Work to complete:
1) In the passage on the ultraviolet light irradiation unit, explain why FIGS. 12A to 12C show only a small-sized light source 22 and an optical element 23.
2) According to the passage on the ultraviolet light irradiation unit, what does the optical element 23 include?
3) Reproduce the passage on the ultraviolet light irradiation unit from "Once the irradiation" to "12B illustrates how the operation at this time is performed.".

Document section:
# # # # #
Since it is preferable that the ultraviolet light irradiation unit be as small as possible, only a small-sized light source 22 and an optical element 23 for narrowing the ultraviolet light 10 are illustrated in FIGS. 12A to 12C. The small-sized light source 22 may be an actual small-sized light source such as an ultraviolet LED or may be an emission end guided from a separately configured light source through an optical fiber or the like. The optical element 23 is a member for controlling the size and the shape of the beam of the ultraviolet light 10 with which the substrate 2 is illuminated and includes a lens, a field diaphragm, and the like. Although FIGS. 12A to 12C illustrate a form in which the ultraviolet light irradiation unit is driven, the substrate 2 may be driven up to a position at which the substrate 2 faces the ultraviolet light irradiation unit. The ultraviolet light irradiation unit is driven up to a desired substrate mark 7 on the basis of information regarding the substrate mark 7 obtained in advance. Once the ultraviolet light irradiation unit is driven up to the desired position of the substrate mark 7, irradiation with the ultraviolet light 10 is started. FIG. 12A illustrates how the operation at this time is performed. FIGS. 12A to 12C illustrate a configuration in which a desired region is irradiated by driving the ultraviolet light irradiation unit during the irradiation. Note that if the ultraviolet light irradiation unit has a sufficiently large irradiation region, it is not necessary to perform scanning, and it is only necessary to repeat the moving step and the irradiation.

Once the irradiation of the desired region ends, the ultraviolet light irradiation unit is driven up to a position of the next substrate mark 7 which is to be irradiated. At this time, the irradiation of the ultraviolet light 10 is not performed while moving above portions other than the substrate mark 7. FIG. 12B illustrates how the operation at this time is performed.
# # # # #
Dataset records:
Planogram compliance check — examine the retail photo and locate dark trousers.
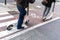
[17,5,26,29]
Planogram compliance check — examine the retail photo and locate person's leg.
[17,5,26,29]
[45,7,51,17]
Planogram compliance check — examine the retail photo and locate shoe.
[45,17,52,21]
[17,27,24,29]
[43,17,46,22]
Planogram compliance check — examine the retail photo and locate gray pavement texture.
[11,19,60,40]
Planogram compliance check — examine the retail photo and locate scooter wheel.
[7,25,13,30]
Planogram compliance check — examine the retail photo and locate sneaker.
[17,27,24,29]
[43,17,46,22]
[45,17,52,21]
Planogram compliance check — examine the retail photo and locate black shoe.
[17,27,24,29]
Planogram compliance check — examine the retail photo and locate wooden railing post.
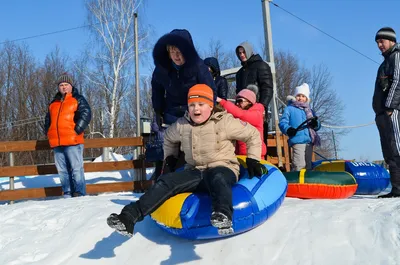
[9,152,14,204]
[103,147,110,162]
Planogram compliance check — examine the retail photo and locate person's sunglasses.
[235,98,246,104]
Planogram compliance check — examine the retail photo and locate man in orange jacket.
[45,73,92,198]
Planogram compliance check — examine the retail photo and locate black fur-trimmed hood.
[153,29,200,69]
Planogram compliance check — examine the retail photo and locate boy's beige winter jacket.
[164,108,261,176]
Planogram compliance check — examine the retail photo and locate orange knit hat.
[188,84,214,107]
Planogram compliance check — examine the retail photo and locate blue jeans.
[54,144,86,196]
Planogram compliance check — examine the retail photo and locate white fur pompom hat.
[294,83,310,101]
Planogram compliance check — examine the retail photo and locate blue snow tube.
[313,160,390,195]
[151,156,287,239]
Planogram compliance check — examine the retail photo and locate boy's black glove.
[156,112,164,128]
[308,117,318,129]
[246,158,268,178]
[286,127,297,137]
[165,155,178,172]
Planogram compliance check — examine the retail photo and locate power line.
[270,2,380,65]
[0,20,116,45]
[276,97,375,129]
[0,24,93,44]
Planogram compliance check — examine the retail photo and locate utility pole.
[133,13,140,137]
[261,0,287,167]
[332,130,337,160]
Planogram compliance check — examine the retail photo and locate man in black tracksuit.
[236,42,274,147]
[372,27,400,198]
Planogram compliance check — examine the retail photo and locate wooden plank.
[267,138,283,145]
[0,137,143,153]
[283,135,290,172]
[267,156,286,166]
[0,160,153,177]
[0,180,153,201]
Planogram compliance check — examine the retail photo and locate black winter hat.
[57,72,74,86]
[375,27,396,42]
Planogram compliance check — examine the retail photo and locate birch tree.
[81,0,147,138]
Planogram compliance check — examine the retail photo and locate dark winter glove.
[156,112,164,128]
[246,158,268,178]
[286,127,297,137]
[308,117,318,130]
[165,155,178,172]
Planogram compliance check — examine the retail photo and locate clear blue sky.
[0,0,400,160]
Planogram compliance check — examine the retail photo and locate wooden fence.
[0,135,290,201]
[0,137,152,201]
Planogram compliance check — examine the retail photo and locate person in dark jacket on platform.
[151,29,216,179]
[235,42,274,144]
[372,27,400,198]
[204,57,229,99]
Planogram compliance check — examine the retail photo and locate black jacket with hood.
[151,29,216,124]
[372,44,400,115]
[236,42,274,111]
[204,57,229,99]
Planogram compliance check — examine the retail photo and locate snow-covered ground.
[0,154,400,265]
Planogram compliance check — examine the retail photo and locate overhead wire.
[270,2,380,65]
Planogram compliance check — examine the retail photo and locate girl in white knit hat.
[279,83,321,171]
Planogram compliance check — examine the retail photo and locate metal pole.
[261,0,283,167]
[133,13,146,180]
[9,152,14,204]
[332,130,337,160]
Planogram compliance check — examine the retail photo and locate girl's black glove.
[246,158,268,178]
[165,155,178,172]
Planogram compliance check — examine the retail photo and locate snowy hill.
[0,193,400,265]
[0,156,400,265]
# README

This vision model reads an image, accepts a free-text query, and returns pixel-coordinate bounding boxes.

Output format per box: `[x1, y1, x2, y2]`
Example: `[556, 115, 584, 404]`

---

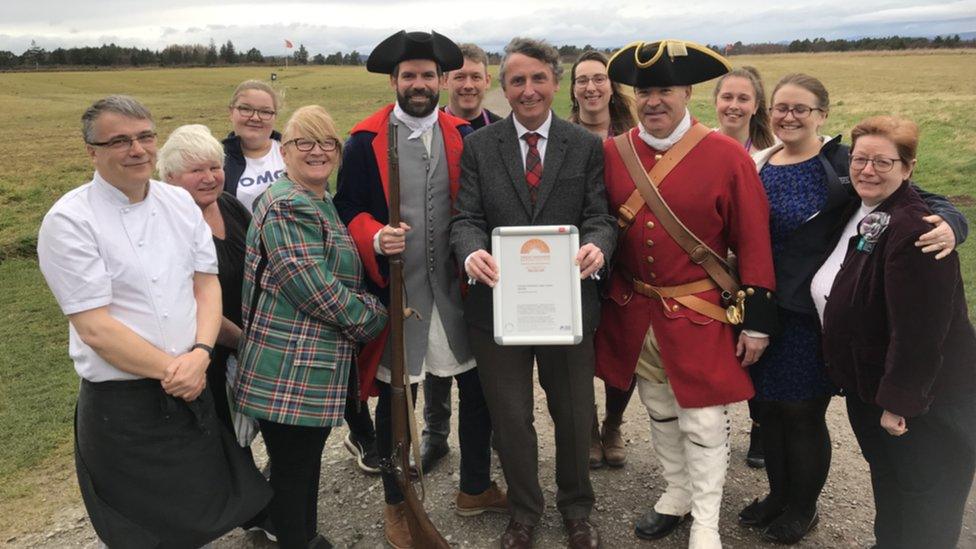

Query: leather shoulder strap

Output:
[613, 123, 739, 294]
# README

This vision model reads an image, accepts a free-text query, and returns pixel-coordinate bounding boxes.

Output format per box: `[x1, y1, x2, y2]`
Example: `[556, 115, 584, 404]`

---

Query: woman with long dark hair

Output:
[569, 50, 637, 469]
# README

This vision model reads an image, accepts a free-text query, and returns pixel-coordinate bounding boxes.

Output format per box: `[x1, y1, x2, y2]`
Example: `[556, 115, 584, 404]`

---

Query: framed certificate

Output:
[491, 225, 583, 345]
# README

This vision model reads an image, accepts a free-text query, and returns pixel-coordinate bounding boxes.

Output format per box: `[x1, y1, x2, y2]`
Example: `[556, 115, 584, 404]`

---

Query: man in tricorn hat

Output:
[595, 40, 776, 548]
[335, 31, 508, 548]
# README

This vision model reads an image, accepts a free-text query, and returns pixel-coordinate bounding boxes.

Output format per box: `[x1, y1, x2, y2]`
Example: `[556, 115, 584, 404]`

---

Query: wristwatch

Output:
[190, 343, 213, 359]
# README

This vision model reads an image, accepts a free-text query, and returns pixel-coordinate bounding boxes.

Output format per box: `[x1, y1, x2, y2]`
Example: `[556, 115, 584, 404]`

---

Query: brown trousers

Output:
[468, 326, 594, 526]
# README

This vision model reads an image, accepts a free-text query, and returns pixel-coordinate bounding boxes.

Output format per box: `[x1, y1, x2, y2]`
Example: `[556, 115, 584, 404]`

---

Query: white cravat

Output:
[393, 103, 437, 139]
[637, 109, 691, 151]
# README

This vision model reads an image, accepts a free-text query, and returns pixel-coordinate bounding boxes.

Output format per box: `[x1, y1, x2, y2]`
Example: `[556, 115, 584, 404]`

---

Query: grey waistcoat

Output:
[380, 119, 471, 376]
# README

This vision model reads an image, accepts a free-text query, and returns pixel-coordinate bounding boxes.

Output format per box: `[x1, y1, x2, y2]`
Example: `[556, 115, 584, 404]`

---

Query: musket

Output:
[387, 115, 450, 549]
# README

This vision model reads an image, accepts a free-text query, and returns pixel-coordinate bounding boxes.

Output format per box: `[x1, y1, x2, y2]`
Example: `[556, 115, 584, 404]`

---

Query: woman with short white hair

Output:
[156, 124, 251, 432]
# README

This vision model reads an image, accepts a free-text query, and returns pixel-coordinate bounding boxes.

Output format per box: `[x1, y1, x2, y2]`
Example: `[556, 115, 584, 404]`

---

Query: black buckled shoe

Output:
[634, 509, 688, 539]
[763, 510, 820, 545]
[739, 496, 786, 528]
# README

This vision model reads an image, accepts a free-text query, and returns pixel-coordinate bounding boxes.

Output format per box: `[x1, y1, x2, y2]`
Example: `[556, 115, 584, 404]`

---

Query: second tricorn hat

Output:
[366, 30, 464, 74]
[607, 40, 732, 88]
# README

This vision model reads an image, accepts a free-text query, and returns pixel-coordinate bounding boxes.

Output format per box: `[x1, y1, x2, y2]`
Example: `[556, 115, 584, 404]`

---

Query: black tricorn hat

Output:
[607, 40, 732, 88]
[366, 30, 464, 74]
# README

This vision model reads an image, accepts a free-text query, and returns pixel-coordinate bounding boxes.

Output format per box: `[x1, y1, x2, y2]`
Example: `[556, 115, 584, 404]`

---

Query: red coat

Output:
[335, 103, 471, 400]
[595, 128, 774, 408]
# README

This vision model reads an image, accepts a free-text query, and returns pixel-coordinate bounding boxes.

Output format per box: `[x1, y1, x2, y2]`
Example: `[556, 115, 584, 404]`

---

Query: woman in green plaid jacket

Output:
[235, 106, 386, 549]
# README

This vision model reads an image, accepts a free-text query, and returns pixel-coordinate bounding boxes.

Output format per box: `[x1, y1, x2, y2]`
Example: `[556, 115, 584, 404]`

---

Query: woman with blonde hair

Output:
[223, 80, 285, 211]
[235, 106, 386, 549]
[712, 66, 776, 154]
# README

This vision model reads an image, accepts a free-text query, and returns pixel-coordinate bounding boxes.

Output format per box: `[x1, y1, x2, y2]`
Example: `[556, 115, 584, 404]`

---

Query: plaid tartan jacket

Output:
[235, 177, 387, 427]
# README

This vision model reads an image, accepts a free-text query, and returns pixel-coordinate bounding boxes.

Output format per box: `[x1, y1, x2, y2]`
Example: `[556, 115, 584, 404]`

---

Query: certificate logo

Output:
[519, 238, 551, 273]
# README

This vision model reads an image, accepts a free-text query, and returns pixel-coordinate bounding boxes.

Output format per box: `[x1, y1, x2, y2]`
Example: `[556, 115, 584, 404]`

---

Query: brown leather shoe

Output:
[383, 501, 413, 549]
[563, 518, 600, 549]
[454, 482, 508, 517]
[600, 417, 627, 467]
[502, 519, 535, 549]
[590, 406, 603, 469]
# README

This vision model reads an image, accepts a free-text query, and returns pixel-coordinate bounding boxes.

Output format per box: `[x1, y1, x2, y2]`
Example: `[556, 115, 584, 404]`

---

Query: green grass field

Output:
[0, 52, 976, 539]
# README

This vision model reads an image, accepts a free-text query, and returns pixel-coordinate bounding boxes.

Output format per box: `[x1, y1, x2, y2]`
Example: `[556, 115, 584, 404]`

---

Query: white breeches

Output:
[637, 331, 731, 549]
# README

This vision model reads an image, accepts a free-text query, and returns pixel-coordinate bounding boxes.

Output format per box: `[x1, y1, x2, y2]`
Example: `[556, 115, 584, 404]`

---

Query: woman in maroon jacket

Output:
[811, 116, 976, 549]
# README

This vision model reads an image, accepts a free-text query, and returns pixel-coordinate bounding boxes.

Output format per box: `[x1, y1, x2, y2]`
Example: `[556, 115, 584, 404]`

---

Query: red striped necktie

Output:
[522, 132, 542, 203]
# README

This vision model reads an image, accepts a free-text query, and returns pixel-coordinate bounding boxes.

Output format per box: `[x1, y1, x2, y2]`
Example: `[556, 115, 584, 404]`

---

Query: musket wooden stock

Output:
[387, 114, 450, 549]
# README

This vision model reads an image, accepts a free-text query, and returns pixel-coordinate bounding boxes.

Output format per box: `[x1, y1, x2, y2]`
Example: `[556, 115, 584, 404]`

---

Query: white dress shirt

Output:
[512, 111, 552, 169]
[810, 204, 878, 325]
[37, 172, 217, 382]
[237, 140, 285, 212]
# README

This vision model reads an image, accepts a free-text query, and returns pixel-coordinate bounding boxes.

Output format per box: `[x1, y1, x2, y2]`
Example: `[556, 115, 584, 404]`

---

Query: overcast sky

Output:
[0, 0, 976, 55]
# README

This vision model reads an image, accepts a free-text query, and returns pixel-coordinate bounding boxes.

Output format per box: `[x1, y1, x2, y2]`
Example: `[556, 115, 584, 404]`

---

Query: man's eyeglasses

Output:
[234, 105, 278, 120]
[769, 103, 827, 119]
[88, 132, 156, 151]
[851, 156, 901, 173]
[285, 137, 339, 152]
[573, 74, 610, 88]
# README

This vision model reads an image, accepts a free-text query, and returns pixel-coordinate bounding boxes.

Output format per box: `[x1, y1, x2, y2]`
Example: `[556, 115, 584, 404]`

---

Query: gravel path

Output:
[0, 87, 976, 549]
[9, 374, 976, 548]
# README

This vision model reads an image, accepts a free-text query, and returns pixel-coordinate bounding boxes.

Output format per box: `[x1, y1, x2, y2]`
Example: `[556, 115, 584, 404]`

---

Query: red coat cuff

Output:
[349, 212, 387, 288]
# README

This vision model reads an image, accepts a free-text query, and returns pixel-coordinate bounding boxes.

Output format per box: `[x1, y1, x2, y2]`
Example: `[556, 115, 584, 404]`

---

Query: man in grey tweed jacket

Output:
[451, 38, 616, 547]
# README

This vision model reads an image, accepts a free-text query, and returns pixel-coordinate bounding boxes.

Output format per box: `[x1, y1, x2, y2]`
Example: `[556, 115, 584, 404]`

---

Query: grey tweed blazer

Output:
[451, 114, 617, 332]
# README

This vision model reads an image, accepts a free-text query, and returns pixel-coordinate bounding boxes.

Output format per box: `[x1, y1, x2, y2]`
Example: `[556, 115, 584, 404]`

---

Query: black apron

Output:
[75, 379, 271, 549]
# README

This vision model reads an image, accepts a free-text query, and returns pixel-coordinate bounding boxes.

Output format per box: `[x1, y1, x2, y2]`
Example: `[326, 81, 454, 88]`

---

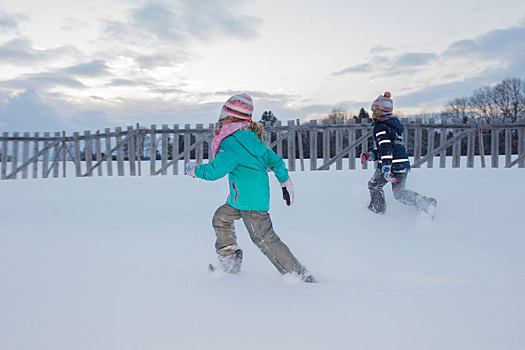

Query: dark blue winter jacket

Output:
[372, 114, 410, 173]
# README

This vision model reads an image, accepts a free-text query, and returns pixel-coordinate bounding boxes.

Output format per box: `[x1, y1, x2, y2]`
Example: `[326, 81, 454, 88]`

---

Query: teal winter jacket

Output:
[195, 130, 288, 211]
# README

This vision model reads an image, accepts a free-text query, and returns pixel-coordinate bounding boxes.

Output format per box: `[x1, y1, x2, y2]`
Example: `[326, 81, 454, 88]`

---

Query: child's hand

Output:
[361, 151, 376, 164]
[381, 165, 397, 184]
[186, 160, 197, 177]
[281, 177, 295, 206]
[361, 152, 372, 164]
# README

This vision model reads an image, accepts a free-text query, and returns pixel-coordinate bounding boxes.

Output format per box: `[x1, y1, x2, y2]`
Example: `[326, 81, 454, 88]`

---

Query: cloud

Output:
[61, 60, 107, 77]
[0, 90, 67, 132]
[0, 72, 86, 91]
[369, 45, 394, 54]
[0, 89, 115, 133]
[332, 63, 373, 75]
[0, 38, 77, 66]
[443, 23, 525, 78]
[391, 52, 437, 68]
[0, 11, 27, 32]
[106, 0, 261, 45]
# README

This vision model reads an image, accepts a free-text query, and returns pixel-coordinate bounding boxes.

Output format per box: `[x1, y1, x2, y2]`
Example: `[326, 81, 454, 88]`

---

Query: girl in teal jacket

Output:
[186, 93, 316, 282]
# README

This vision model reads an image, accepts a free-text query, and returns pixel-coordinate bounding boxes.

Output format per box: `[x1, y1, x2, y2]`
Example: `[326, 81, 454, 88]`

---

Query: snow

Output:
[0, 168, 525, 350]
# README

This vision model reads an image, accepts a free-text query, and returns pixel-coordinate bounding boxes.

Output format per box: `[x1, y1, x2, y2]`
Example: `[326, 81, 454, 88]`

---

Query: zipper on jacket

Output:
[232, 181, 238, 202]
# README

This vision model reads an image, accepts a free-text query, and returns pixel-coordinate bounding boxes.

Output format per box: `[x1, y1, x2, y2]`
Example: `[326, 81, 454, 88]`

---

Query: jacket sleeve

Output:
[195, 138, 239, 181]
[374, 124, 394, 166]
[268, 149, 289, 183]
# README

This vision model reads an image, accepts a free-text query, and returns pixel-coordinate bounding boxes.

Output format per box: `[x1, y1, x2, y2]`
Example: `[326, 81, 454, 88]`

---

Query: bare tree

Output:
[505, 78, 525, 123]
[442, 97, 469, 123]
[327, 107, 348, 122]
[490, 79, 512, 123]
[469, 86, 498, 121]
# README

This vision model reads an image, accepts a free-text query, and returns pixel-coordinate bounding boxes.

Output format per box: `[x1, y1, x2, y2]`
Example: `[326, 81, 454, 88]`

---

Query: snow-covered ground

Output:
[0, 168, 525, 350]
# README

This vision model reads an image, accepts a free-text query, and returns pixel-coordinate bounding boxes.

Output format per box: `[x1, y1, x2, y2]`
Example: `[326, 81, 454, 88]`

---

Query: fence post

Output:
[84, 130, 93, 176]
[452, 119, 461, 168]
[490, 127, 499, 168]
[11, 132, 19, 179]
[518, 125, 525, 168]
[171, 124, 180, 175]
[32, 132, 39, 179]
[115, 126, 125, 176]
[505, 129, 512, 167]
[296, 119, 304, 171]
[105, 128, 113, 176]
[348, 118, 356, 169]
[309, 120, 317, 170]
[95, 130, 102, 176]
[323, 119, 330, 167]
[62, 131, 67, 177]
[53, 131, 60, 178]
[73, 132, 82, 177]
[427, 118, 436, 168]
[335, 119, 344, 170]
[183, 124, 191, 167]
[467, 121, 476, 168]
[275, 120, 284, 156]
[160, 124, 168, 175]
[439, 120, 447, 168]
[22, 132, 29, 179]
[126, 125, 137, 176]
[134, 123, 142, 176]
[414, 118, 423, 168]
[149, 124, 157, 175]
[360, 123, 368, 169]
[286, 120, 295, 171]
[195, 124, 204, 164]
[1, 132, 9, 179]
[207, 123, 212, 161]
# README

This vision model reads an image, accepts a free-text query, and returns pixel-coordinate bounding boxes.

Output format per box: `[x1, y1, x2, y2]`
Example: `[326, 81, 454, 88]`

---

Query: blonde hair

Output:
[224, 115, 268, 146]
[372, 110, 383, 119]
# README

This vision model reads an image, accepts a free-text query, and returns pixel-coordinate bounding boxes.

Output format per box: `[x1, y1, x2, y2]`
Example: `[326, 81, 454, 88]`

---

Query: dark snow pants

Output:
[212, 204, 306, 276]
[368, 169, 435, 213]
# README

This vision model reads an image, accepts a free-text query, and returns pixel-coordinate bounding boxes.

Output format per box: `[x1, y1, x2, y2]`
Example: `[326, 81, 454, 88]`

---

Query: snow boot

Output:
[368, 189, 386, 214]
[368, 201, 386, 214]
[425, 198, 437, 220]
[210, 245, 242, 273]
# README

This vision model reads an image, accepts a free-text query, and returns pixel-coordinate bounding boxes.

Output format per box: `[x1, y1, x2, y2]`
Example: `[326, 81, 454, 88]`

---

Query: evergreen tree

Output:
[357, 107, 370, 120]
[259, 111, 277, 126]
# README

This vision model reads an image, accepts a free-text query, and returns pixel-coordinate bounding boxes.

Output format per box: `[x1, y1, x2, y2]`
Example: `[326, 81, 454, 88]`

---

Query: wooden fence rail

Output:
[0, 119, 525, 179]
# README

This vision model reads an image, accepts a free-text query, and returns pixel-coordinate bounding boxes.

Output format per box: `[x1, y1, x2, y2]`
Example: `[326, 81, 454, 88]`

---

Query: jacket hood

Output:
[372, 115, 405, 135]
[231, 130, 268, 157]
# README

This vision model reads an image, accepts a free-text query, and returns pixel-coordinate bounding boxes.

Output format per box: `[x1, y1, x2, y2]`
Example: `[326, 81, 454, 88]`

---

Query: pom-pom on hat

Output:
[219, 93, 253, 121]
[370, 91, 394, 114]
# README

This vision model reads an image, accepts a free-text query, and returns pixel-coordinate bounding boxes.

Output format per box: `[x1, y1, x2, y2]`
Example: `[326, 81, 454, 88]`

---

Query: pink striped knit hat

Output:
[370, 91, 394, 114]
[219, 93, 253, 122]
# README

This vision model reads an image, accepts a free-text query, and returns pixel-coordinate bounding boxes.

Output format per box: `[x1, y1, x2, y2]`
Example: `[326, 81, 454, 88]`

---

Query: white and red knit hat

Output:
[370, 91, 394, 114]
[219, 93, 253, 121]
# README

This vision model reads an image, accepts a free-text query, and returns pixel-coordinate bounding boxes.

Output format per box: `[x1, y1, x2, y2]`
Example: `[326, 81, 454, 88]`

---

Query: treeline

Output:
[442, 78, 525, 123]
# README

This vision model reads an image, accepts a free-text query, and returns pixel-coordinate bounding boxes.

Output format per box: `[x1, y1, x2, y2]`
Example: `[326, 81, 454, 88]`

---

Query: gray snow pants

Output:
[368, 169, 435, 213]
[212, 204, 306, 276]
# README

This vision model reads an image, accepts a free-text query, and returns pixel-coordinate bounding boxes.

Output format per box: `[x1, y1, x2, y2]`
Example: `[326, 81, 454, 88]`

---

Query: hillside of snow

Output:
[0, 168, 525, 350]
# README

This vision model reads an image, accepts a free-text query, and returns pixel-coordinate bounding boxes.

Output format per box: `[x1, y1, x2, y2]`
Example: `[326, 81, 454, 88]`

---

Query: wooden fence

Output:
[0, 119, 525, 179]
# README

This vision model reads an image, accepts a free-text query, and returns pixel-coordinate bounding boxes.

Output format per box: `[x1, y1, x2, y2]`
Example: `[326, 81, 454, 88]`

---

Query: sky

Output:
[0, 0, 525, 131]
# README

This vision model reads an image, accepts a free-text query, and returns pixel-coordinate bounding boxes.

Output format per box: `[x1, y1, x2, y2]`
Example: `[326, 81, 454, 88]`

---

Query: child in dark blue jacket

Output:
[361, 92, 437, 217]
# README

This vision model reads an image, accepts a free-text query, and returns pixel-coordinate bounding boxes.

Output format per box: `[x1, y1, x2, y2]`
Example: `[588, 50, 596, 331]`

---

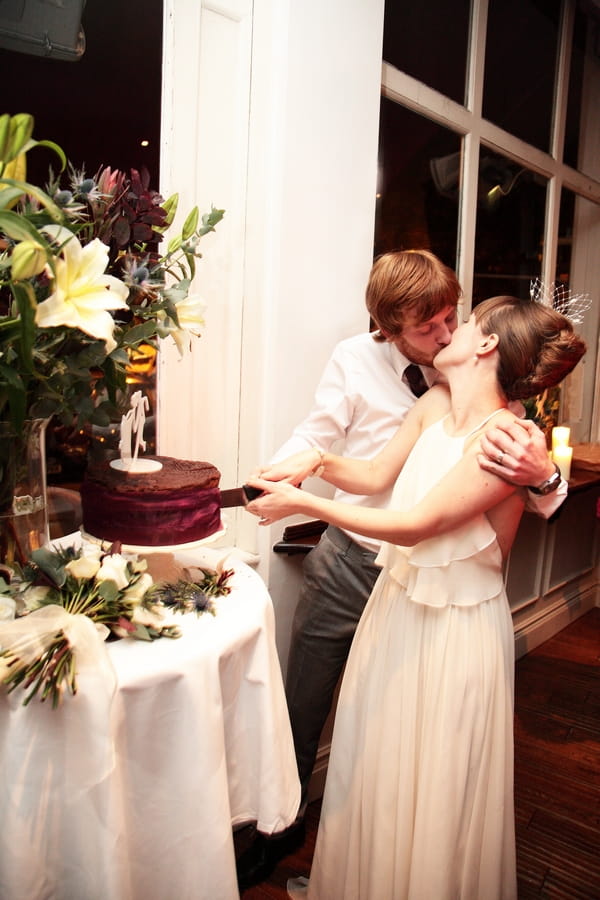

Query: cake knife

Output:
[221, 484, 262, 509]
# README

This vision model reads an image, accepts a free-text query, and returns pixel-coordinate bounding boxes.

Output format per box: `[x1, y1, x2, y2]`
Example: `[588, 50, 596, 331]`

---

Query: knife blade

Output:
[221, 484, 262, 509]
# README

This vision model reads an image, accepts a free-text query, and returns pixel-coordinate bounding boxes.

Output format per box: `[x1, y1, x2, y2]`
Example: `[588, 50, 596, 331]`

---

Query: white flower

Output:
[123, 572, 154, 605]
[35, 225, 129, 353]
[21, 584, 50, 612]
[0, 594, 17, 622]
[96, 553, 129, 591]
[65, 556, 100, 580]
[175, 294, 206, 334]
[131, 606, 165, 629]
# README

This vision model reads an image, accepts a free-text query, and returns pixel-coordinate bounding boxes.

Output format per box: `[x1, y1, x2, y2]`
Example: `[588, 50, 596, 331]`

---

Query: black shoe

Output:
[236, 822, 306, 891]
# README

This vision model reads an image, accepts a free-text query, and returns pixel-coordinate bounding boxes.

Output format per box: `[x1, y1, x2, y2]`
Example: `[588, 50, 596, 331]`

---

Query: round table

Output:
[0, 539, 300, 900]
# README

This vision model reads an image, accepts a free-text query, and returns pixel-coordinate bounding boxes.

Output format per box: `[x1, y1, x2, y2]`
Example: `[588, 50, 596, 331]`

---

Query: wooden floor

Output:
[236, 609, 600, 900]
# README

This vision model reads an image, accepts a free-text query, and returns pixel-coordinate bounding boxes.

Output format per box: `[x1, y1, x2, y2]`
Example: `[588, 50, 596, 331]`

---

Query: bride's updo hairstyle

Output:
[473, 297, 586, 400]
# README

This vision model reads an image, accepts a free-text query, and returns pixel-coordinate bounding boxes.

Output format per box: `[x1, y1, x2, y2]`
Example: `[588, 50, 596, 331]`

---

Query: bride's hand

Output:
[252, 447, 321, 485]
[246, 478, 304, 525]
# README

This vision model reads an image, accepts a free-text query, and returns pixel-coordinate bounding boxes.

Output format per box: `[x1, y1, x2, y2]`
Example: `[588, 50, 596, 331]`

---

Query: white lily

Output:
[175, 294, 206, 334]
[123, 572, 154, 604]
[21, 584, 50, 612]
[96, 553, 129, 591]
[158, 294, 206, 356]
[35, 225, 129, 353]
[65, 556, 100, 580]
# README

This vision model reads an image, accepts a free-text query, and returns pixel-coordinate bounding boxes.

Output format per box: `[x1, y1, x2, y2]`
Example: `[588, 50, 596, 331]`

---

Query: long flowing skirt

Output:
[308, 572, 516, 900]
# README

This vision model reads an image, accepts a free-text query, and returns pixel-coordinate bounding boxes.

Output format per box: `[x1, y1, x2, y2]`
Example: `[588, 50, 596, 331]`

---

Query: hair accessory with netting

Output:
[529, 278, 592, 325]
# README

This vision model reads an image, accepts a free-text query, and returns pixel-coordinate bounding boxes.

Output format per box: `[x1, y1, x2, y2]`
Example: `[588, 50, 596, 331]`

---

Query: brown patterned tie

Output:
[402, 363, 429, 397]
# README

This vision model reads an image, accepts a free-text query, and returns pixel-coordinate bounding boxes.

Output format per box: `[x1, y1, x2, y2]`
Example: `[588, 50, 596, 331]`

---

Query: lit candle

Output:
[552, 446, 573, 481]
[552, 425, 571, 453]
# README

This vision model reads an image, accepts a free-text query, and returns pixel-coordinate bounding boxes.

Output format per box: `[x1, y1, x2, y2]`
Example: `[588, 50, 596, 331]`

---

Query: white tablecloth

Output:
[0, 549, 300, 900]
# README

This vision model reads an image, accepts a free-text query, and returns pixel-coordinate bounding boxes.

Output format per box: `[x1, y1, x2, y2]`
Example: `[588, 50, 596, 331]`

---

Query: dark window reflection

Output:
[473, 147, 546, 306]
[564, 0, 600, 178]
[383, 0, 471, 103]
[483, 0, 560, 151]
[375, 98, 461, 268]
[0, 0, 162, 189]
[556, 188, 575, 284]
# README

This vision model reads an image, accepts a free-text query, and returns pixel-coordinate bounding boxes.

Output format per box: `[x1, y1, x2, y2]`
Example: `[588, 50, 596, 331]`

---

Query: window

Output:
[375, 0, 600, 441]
# # # # #
Outputs:
1) It is preferable for the ultraviolet light irradiation unit to be as small as possible. For that reason, FIGS. 12A to 12C show only a small-sized light source 22 and an optical element 23 that narrows the ultraviolet light 10.

2) It includes a lens, a field diaphragm, and the like.

3)
Once the irradiation of the desired region ends, the ultraviolet light irradiation unit is driven up to a position of the next substrate mark 7 which is to be irradiated. At this time, the irradiation of the ultraviolet light 10 is not performed while moving above portions other than the substrate mark 7. FIG. 12B illustrates how the operation at this time is performed.